▸ Goal
Identify every line in the records below that contains the string "cloud", treating uppercase and lowercase letters as distinct, and copy each such line in full.

Data items
..............................
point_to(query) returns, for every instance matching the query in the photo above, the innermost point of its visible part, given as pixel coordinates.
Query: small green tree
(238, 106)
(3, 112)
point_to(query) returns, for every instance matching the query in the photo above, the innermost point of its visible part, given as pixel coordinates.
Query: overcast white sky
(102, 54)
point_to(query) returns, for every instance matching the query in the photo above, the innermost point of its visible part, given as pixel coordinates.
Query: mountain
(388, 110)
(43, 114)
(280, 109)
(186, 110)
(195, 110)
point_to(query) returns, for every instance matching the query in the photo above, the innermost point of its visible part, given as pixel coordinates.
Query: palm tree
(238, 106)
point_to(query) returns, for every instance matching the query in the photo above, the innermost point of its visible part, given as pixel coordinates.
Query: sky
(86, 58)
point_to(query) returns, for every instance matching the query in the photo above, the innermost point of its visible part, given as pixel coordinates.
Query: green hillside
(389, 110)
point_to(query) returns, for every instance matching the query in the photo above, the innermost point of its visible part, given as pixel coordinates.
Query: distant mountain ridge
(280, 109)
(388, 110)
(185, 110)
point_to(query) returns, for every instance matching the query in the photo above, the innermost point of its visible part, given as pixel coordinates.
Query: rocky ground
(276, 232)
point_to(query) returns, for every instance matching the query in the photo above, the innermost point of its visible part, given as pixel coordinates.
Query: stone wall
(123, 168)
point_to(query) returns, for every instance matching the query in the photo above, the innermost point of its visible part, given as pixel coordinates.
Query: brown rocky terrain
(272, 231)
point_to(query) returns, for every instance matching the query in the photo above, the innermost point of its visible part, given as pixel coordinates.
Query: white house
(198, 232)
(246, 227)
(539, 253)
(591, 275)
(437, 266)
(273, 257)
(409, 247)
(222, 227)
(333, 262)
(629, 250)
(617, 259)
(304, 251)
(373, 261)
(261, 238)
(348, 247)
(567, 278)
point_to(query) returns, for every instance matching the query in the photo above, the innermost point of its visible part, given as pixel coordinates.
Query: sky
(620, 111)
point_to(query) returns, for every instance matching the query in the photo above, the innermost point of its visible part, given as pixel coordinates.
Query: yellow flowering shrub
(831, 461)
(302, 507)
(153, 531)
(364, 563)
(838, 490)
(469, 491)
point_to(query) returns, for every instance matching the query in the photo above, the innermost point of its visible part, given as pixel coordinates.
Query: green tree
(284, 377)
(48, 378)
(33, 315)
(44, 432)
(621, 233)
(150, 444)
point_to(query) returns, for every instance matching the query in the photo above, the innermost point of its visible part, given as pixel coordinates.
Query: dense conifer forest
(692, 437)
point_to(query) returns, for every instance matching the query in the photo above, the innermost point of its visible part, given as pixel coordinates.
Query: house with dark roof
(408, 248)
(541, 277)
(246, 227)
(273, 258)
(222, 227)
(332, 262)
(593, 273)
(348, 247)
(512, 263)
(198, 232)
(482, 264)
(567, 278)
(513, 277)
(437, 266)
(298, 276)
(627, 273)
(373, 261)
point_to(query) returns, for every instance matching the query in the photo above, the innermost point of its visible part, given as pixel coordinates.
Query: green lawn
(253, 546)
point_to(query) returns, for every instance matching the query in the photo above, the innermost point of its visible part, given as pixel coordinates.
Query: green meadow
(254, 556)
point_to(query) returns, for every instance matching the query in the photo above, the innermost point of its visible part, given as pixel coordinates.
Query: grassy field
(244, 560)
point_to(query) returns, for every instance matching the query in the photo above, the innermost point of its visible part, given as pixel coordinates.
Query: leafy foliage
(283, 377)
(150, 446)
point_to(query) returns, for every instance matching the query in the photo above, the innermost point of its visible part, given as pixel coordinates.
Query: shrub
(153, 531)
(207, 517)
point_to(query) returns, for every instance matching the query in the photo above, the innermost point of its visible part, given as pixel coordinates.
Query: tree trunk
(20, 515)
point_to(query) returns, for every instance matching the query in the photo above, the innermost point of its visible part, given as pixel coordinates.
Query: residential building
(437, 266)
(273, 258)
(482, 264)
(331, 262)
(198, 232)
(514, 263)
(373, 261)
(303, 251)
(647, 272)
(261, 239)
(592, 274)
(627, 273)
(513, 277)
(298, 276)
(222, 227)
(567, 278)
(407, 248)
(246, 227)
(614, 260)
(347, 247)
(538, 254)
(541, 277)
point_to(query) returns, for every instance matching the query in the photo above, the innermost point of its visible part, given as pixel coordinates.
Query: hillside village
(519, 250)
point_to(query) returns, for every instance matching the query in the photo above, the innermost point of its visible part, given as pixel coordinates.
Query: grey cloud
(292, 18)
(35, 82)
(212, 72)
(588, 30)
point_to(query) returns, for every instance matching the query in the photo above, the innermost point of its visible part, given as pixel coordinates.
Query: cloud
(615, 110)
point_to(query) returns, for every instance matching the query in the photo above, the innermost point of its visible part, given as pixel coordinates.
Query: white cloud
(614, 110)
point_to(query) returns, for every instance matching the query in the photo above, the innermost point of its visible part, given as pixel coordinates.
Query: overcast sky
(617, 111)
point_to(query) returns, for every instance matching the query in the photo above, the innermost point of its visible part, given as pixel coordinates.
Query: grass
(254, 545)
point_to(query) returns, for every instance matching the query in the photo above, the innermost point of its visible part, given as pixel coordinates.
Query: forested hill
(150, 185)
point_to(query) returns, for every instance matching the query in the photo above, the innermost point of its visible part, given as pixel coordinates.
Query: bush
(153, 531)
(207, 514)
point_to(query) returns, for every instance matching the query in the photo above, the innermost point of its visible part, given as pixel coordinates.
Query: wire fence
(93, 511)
..............................
▸ Exercise response
Query: grey cloud
Query: cloud
Query: white cloud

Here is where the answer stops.